Exercise requirements - Please show every line in the entries below that includes the word "holding".

● ● ●

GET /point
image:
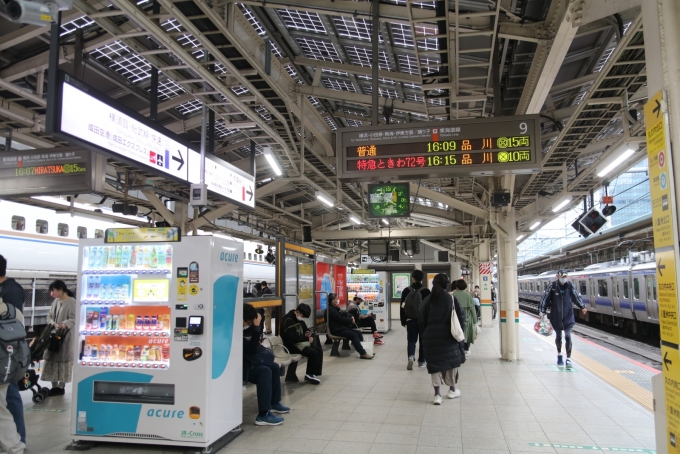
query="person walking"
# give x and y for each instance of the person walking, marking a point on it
(469, 312)
(443, 352)
(13, 293)
(560, 297)
(340, 324)
(59, 365)
(417, 293)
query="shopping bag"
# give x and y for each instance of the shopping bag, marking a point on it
(456, 330)
(543, 326)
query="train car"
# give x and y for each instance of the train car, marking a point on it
(615, 293)
(41, 245)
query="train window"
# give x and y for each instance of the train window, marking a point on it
(582, 287)
(41, 226)
(18, 223)
(62, 229)
(602, 288)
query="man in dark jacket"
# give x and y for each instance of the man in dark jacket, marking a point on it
(412, 324)
(259, 368)
(13, 293)
(560, 298)
(297, 338)
(341, 325)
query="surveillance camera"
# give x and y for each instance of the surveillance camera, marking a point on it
(36, 12)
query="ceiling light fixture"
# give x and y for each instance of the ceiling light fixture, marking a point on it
(271, 159)
(616, 162)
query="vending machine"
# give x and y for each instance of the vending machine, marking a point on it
(373, 288)
(159, 353)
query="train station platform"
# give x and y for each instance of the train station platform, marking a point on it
(377, 406)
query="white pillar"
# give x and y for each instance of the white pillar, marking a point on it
(507, 276)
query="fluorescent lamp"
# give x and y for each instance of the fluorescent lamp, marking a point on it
(272, 160)
(325, 199)
(617, 162)
(561, 205)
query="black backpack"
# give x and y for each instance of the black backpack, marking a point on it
(412, 303)
(15, 355)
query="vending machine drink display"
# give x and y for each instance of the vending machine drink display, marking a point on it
(372, 287)
(159, 331)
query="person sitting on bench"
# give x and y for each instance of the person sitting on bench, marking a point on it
(340, 324)
(364, 320)
(297, 338)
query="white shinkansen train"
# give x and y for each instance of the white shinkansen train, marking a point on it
(41, 245)
(618, 294)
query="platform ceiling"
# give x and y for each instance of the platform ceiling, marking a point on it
(580, 64)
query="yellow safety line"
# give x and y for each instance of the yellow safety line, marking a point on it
(626, 386)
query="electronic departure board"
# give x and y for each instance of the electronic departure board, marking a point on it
(482, 146)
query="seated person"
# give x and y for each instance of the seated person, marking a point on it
(297, 338)
(259, 368)
(364, 320)
(340, 324)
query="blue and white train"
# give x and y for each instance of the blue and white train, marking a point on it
(41, 245)
(618, 294)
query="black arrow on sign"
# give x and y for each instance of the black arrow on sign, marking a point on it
(180, 159)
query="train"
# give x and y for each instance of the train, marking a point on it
(620, 294)
(41, 245)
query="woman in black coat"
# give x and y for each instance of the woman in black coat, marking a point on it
(444, 354)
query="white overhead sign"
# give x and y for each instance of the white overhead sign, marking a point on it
(89, 119)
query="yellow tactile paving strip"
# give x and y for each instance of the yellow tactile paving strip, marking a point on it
(627, 387)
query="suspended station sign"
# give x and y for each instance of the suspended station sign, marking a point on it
(89, 118)
(482, 146)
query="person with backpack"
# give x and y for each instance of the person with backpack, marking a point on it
(62, 316)
(469, 313)
(443, 351)
(13, 294)
(560, 297)
(411, 300)
(15, 357)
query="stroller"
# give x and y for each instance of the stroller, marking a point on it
(30, 381)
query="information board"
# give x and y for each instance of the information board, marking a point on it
(481, 146)
(48, 171)
(91, 119)
(389, 200)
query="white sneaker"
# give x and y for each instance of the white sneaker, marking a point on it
(453, 394)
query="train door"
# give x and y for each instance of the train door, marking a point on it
(652, 300)
(616, 304)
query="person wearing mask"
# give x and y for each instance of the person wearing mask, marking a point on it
(10, 440)
(469, 313)
(410, 321)
(297, 338)
(266, 291)
(62, 316)
(13, 293)
(560, 297)
(260, 369)
(364, 320)
(340, 324)
(443, 352)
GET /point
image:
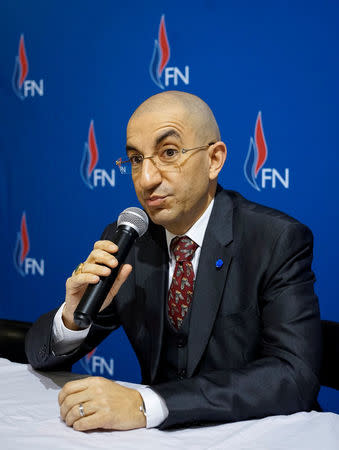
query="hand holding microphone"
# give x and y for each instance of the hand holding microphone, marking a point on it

● ● ●

Answer to this exercise -
query="hand holding microphone"
# give x and y for each instance of the hand holding microphone, marking a point on it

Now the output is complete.